● **Task instructions**: Copy out the lines between the one containing "instances of drain" and the one containing "top-left (349, 446), bottom-right (367, 467)", inclusive, with no changes.

* Begin Input for this task *

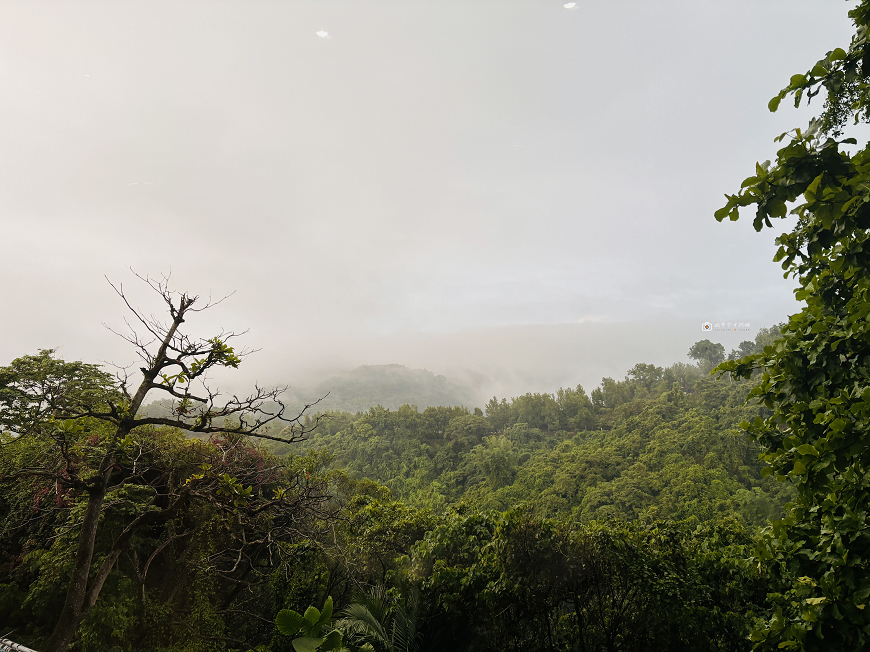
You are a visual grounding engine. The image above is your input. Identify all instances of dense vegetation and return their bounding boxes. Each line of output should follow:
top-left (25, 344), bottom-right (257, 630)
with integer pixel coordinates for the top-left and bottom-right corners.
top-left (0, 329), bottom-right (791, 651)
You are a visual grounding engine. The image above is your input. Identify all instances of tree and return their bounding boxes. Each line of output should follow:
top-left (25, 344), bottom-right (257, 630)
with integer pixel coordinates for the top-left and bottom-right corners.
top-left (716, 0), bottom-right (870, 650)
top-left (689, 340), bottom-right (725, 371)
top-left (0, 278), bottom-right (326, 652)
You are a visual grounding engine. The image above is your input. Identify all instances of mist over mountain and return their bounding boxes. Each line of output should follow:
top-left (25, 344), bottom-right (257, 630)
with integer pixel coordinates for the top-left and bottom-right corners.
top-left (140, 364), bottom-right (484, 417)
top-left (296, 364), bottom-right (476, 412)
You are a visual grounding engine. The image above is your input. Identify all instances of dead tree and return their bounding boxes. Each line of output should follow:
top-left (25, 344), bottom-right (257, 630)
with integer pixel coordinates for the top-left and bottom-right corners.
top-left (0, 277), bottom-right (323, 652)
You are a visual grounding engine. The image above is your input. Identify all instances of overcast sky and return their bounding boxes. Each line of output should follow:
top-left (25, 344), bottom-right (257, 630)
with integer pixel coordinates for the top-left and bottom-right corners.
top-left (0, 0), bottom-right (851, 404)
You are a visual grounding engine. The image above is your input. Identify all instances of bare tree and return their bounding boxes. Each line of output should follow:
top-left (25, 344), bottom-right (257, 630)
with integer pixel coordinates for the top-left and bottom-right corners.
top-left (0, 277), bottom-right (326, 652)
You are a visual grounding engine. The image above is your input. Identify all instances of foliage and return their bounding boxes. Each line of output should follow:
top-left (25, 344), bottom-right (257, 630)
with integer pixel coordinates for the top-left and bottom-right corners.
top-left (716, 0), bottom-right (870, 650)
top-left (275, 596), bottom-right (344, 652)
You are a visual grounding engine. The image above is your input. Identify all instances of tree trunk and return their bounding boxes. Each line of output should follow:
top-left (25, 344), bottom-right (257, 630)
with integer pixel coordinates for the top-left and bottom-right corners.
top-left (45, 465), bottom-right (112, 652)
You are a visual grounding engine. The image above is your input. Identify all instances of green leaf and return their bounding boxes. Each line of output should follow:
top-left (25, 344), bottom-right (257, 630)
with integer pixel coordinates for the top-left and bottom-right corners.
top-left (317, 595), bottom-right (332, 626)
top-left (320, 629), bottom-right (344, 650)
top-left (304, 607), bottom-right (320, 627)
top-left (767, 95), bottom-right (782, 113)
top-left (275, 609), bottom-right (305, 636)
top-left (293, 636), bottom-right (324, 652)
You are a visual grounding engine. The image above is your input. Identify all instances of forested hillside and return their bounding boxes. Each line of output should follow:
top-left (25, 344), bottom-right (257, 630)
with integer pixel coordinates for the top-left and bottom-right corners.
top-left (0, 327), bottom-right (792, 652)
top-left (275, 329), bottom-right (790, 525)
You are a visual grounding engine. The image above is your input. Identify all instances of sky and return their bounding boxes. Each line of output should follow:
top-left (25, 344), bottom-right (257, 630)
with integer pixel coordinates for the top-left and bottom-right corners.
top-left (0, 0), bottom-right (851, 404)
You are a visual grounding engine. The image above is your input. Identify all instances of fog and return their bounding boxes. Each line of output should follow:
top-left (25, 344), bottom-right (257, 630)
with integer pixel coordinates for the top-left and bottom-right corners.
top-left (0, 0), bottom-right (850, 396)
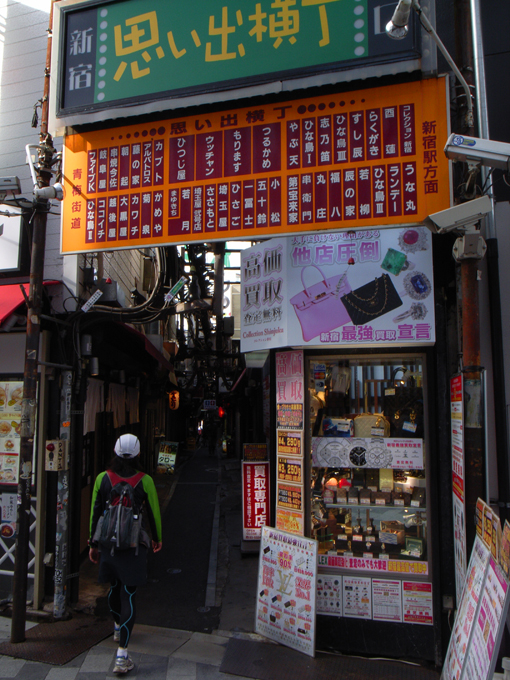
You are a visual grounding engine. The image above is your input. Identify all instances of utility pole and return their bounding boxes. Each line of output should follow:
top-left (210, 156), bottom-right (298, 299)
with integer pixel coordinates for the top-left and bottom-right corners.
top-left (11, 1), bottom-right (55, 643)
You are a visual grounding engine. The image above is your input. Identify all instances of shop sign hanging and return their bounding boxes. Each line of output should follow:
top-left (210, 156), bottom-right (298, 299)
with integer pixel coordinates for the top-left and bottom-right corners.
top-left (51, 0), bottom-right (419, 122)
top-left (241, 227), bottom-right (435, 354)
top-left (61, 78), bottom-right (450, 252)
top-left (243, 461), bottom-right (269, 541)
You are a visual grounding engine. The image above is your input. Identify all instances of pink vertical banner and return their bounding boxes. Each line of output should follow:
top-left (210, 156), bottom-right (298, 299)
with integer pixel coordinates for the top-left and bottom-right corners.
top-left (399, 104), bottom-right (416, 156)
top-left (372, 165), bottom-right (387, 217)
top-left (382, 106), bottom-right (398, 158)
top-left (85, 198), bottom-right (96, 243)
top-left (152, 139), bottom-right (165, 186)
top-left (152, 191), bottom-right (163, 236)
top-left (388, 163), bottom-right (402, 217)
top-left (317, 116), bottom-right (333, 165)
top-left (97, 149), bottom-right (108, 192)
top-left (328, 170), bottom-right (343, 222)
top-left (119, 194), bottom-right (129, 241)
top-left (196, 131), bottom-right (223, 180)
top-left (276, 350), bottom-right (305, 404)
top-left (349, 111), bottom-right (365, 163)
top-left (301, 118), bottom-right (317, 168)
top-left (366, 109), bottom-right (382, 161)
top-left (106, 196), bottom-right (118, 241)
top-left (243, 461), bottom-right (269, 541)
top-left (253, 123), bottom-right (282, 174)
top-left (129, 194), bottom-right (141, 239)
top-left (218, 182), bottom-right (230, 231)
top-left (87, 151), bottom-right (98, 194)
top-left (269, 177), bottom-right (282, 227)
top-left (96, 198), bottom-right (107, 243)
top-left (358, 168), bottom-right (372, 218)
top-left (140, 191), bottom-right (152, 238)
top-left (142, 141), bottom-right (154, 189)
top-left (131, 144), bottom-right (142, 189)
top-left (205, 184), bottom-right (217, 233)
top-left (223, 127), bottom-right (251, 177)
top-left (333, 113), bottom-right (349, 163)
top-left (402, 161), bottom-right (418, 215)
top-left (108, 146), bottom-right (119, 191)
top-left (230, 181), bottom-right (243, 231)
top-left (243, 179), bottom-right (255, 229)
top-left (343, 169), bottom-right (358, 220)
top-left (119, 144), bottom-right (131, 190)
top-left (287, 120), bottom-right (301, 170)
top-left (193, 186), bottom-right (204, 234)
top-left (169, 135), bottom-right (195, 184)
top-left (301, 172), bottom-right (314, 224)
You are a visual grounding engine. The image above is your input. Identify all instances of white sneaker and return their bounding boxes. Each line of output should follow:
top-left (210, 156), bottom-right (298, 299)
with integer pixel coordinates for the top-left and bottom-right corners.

* End Input for this task *
* Begin Input for this task *

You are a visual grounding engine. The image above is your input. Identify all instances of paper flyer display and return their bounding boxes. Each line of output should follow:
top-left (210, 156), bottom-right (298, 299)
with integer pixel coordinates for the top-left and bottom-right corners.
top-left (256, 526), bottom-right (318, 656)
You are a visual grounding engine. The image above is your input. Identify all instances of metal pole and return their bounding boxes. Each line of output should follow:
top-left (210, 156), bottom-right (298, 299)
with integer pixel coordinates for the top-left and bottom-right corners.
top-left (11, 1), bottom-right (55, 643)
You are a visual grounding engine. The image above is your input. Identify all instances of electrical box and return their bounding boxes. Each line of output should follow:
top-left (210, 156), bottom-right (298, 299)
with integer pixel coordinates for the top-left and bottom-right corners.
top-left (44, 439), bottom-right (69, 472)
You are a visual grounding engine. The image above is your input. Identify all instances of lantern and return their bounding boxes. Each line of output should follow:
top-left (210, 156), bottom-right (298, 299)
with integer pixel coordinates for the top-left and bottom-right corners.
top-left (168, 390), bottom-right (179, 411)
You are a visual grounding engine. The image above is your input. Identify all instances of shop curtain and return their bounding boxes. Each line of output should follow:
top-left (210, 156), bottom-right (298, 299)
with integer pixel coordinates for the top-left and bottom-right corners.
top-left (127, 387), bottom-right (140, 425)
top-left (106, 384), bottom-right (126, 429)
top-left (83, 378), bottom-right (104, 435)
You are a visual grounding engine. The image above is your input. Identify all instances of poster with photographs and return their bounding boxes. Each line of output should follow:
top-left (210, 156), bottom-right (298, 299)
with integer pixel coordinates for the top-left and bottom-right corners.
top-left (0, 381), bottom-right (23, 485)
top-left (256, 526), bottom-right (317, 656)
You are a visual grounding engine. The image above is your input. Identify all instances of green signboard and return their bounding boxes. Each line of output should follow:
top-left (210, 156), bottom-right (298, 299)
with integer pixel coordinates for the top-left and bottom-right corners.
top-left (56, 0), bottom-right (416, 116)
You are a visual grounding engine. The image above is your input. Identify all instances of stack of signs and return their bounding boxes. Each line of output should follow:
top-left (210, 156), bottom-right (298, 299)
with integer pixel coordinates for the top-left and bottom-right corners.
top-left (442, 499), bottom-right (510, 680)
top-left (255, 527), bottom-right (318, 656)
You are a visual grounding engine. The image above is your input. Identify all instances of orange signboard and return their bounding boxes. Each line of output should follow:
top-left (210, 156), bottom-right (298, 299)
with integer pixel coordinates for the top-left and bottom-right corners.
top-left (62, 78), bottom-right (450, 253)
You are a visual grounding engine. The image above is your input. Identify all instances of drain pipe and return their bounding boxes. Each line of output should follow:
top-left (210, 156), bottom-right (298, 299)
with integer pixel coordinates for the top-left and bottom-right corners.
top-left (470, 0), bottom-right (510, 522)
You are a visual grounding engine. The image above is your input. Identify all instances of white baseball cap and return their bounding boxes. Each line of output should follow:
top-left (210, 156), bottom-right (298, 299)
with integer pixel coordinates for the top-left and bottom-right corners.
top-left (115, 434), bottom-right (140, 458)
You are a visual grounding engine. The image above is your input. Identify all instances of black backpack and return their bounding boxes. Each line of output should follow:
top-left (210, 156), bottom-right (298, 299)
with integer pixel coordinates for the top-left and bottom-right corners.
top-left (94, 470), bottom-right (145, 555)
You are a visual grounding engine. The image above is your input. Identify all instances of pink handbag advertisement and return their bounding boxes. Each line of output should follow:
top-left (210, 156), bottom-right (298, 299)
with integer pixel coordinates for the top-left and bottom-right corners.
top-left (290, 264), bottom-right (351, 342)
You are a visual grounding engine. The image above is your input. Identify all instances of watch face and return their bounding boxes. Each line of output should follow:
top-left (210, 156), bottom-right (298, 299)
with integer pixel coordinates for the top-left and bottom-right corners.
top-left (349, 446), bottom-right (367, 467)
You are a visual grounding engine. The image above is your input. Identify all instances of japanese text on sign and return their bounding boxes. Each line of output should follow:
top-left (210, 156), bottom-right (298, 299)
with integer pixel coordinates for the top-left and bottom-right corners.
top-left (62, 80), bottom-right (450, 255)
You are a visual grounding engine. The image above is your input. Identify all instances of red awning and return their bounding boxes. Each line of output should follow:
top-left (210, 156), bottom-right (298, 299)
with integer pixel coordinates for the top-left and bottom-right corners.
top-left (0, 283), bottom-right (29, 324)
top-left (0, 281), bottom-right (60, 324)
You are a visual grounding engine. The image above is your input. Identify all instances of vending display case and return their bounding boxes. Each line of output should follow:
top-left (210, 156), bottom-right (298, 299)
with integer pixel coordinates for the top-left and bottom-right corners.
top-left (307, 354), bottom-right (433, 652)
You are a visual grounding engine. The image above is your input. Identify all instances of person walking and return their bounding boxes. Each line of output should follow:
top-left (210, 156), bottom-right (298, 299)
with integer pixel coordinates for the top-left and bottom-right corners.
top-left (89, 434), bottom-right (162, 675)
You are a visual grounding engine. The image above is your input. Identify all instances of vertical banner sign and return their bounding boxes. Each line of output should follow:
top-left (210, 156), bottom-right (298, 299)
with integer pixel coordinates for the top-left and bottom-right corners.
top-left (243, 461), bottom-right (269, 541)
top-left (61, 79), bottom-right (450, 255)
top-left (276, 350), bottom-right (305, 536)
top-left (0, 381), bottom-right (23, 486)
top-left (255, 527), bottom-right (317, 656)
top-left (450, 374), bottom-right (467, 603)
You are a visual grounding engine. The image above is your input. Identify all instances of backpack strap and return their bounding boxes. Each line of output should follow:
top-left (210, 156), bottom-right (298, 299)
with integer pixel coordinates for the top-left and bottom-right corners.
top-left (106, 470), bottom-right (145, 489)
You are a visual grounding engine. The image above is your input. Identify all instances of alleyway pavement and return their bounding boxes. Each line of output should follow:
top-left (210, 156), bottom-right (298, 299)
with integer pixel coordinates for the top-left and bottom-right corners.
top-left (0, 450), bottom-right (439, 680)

* End Input for this task *

● **Output for this exercise**:
You are a visual grounding engine. The image above is your input. Identify all instances of drain pipe and return their bounding boxes. Each line of output should follow:
top-left (210, 156), bottom-right (298, 299)
with integer pixel coordinates for the top-left and bottom-right corners.
top-left (470, 0), bottom-right (510, 522)
You are a visual grounding engine. The image above is your input. Identify all instances of white baseball cap and return their bounding boxes. Each line of output should follow:
top-left (210, 156), bottom-right (298, 299)
with integer pixel coordinates for the top-left and bottom-right corners.
top-left (115, 434), bottom-right (140, 458)
You are a visual grounding engine. The image above is your input. Identify all instances of black backpack and return their bounding boxes. Each line of output should follow:
top-left (210, 156), bottom-right (298, 299)
with integer pixel coordinates for the top-left and bottom-right corners.
top-left (94, 470), bottom-right (145, 555)
You are a visual grounding engine. The image above is your input. Identify all instances of pink handbag advertisement and return their bounding boxes. Each line of output should follow:
top-left (210, 156), bottom-right (298, 299)
with integer pixel coordinates for the top-left and bottom-right corners.
top-left (290, 264), bottom-right (351, 342)
You are a visual grounding engine. The image above is your input. Identify all instances of watch face and return their bounding boxes. Each line of output should follow:
top-left (210, 156), bottom-right (298, 299)
with integer pixel coordinates for the top-left and bottom-right corners.
top-left (349, 446), bottom-right (367, 467)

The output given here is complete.